## Verilen metin
..............................

Kürtler ve Cumhuriyet Tartışmaları: Osmanlı'dan Cumhuriyet'e Kürt sorununun jeopolitiği
Artı Gerçek - Namık Kemal Dinç’in moderatörlüğünde, Cumhuriyet’in yüz yıllık serüveninde bir aktör olarak Kürtleri konu alan 'Kürtler ve Cumhuriyet' program serisinin üçüncü bölümüne Akademisyen Dr. Öğr. Üyesi Can Cemgil konuk oldu. Cemgil, bu bölümde Osmanlı'dan Cumhuriyet’e Kürt sorununun jeopolitiğine ilişkin soruları yanıtladı.
KÜRT MESELESİ YALNIZCA BİR 'İÇ MESELE' Mİ?
Kürt meselesinin sadece bir iç mesele olarak ele alınmasının sorunun çözümüne ilişkin değerlendirmelerde ‘yanılgı’ olduğu belirten Cemgil, jeopolitik değerlendirmenin önemine şöyle değindi:
“Dünyanın ulusal devletler biçiminde örgütlenmeye başlamasından itibaren, Türkiye’d de cumhuriyetin kurulduğu andan itibaren milletin tanımı ile devleti tanımlayarak, onu oluşturan unsurları tanımlayarak bir kapatma meydana geldi. Bu de meselelerin jeopolitik yani içeri ile dışarının entegre halde sonuçlar doğurduğunu, genel resmini görmemizi engelliyor. Yanılgının ilk sebebi içle dış arasındaki bağlantıyı koparması. Bu tür önemli sorunların dışarıdaki hem kaynaklarını hem sonuçlarını göz ardı etmemize yol açması. Jeopolitiğin ikinci boyutu bu yaklaşımı daha eleştirel pozisyon alanlar tarafından genelde analizden dışlanması. Jeopolitiği dışlayan perspektifler, politik çözüm imkanları açısından kısıtlayıcı bir perspektif sunar. Bu iki çerçeveden bakıldığında da bir yanılgı olarak değerlendirmek gerektiğini düşünüyorum. Kürt meselesi bağlamında baktığımızda jeopolitik de zaman içerisinde koşullara göre de değişiyor.”

..............................

Saklanan öğeler
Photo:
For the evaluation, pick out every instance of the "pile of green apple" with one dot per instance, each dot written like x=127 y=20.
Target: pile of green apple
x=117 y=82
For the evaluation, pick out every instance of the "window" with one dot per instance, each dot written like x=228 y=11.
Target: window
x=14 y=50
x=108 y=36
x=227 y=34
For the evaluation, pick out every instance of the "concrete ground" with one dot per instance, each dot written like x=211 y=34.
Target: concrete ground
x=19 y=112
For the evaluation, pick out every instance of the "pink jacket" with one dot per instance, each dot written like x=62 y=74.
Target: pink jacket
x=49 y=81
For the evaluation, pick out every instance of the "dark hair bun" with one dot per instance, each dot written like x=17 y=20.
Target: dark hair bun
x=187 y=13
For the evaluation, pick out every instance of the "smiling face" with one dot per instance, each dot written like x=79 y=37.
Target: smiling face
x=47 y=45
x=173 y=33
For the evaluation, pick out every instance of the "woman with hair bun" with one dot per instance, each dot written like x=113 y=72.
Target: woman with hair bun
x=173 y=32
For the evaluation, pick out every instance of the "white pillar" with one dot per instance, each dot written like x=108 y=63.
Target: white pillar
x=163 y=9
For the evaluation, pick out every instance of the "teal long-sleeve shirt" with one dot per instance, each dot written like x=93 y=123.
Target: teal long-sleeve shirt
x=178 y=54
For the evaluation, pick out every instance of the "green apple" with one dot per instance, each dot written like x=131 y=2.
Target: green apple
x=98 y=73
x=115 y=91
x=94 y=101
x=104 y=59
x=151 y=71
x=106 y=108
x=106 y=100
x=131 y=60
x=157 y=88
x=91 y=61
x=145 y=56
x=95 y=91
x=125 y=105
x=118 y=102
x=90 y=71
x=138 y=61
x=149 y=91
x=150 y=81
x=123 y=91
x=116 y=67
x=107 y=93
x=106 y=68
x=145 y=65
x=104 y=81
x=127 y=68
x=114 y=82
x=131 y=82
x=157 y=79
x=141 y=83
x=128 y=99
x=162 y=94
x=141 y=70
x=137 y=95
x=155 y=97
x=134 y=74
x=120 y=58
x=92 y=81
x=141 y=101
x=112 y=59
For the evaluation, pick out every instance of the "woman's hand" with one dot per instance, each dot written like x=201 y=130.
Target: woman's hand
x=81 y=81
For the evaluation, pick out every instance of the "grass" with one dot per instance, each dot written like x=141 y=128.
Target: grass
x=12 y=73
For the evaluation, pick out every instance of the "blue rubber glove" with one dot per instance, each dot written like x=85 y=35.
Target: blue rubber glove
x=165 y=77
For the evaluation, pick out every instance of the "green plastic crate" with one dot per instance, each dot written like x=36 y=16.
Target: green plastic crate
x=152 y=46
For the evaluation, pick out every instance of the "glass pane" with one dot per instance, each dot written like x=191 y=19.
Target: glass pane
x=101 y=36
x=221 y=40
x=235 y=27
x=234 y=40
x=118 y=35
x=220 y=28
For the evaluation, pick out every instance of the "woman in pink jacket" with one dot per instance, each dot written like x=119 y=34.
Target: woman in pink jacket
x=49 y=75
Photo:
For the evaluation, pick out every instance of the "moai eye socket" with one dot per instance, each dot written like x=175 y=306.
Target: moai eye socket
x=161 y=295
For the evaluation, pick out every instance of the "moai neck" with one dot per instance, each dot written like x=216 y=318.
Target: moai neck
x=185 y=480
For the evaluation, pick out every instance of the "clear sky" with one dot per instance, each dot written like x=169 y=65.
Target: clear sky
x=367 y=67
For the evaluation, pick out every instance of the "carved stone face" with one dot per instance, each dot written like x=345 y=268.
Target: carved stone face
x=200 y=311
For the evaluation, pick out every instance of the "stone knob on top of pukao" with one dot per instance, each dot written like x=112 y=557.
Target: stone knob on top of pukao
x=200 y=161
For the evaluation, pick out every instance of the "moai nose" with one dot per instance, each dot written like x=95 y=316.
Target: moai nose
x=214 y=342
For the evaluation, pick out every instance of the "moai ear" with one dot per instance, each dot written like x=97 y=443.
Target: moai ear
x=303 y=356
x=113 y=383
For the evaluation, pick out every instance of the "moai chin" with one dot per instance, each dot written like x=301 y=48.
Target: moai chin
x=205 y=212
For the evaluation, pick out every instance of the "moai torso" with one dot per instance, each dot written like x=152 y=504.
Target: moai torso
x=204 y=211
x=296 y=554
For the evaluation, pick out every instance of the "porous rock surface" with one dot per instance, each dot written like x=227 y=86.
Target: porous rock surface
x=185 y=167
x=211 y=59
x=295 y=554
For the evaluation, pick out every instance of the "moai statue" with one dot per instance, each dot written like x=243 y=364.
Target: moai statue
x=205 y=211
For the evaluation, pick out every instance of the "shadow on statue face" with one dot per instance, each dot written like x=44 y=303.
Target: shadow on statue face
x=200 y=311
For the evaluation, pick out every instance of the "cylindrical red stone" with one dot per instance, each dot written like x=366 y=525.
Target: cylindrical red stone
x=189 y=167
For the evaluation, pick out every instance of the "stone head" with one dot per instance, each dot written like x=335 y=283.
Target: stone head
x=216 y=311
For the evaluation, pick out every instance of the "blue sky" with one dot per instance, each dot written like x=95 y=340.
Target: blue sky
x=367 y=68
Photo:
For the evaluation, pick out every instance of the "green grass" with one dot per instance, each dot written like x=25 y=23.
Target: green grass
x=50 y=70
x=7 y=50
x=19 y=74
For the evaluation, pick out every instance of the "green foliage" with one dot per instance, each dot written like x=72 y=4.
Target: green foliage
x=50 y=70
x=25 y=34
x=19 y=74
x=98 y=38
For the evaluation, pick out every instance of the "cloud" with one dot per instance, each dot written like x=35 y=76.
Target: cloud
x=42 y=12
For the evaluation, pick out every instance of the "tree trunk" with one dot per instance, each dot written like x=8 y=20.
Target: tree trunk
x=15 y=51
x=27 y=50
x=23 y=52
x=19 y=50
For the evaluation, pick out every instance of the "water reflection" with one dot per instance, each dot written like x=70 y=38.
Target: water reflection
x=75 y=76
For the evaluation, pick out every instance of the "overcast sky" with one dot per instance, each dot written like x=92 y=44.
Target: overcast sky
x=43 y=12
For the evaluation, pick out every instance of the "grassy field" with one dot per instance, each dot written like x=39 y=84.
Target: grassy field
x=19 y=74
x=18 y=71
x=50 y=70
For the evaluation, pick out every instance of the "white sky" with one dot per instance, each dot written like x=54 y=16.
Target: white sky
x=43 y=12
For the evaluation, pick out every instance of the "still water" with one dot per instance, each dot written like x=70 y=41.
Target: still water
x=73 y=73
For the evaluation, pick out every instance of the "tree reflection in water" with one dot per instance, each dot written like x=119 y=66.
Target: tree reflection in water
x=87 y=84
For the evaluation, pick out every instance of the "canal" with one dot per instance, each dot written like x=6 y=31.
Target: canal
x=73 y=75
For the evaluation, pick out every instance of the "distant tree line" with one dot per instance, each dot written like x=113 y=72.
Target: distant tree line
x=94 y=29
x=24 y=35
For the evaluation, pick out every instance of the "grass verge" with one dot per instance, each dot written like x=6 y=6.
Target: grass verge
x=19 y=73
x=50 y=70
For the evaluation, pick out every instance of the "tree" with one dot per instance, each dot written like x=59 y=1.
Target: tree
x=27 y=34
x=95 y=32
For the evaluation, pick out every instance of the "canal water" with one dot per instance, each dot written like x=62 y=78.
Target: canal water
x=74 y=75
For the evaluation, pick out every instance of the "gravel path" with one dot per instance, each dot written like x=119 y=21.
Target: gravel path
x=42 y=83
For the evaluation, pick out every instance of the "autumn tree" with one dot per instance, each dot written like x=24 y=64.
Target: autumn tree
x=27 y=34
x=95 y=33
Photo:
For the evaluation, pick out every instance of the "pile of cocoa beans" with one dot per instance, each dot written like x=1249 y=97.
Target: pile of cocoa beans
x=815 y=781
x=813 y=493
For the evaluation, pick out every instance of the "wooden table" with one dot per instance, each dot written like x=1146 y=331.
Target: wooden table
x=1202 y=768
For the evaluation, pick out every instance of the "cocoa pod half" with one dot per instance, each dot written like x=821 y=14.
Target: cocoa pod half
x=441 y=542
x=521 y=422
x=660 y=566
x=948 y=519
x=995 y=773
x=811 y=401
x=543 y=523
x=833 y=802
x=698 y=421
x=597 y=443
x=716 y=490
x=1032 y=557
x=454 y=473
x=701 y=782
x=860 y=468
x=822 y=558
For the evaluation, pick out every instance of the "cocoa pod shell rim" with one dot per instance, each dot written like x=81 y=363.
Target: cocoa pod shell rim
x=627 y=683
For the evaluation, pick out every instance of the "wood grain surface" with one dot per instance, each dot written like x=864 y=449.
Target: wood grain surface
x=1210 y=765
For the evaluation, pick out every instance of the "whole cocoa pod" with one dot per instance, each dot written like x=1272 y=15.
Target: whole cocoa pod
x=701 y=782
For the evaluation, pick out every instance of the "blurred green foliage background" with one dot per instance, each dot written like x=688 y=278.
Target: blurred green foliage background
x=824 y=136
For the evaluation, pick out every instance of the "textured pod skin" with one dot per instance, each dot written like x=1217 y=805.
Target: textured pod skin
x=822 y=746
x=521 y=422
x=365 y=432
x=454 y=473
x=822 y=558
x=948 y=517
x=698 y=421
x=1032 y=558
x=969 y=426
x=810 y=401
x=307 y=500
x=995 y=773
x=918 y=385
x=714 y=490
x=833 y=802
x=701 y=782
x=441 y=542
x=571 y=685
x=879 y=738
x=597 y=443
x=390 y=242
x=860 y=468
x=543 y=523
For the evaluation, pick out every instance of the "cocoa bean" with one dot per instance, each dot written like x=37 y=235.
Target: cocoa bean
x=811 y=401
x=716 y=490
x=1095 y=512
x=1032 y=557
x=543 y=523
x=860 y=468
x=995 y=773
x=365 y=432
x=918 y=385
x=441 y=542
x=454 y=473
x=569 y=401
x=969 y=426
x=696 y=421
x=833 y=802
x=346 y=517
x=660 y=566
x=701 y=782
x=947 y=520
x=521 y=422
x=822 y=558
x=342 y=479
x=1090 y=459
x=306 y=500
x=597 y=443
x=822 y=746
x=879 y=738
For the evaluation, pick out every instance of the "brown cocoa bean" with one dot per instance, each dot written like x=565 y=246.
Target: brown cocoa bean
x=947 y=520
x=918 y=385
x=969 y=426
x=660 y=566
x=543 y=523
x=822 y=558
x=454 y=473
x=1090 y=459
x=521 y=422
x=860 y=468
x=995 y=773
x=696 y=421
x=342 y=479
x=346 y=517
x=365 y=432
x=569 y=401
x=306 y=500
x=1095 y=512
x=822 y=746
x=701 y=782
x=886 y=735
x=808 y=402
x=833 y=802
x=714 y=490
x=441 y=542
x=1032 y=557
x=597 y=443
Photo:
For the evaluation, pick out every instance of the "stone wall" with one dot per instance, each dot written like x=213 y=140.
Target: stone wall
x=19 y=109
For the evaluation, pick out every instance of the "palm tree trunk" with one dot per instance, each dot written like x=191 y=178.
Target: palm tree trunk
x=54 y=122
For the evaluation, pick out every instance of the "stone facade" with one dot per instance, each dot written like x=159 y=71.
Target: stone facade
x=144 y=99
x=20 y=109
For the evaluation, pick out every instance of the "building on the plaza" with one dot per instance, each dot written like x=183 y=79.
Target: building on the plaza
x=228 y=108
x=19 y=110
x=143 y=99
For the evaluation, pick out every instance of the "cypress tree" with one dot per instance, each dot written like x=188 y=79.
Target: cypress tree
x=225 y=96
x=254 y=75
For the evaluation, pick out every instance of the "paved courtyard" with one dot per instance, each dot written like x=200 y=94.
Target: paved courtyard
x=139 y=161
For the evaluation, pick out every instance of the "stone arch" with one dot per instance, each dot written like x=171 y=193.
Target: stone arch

..............................

## Soru seti
(a) Verilen metne göre Cemgil, jeopolitiği dışlayan perspektiflerin ne tür bir perspektif sunduğunu söylüyor?
(b) Satırlarda "like x=24 y=64." ifadesini içeren satırdan "x=1210 y=765" ifadesini içeren satıra kadar her şeyi, iki uç da dahil, JSON dize listesi olarak ifade et. Her satır bir dize olsun, boş satırlar atlansın.

## Yanıtlar
(a) Politik çözüm imkanları açısından kısıtlayıcı bir perspektif sunduğunu söylüyor.

(b)
[
  "For the evaluation, pick out every instance of the \"autumn tree\" with one dot per instance, each dot written like x=24 y=64.",
  "Target: autumn tree",
  "x=27 y=34",
  "x=95 y=33",
  "Photo:",
  "For the evaluation, pick out every instance of the \"pile of cocoa beans\" with one dot per instance, each dot written like x=1249 y=97.",
  "Target: pile of cocoa beans",
  "x=815 y=781",
  "x=813 y=493",
  "For the evaluation, pick out every instance of the \"wooden table\" with one dot per instance, each dot written like x=1146 y=331.",
  "Target: wooden table",
  "x=1202 y=768",
  "For the evaluation, pick out every instance of the \"cocoa pod half\" with one dot per instance, each dot written like x=821 y=14.",
  "Target: cocoa pod half",
  "x=441 y=542",
  "x=521 y=422",
  "x=660 y=566",
  "x=948 y=519",
  "x=995 y=773",
  "x=811 y=401",
  "x=543 y=523",
  "x=833 y=802",
  "x=698 y=421",
  "x=597 y=443",
  "x=716 y=490",
  "x=1032 y=557",
  "x=454 y=473",
  "x=701 y=782",
  "x=860 y=468",
  "x=822 y=558",
  "For the evaluation, pick out every instance of the \"cocoa pod shell rim\" with one dot per instance, each dot written like x=81 y=363.",
  "Target: cocoa pod shell rim",
  "x=627 y=683",
  "For the evaluation, pick out every instance of the \"wood grain surface\" with one dot per instance, each dot written like x=864 y=449.",
  "Target: wood grain surface",
  "x=1210 y=765"
]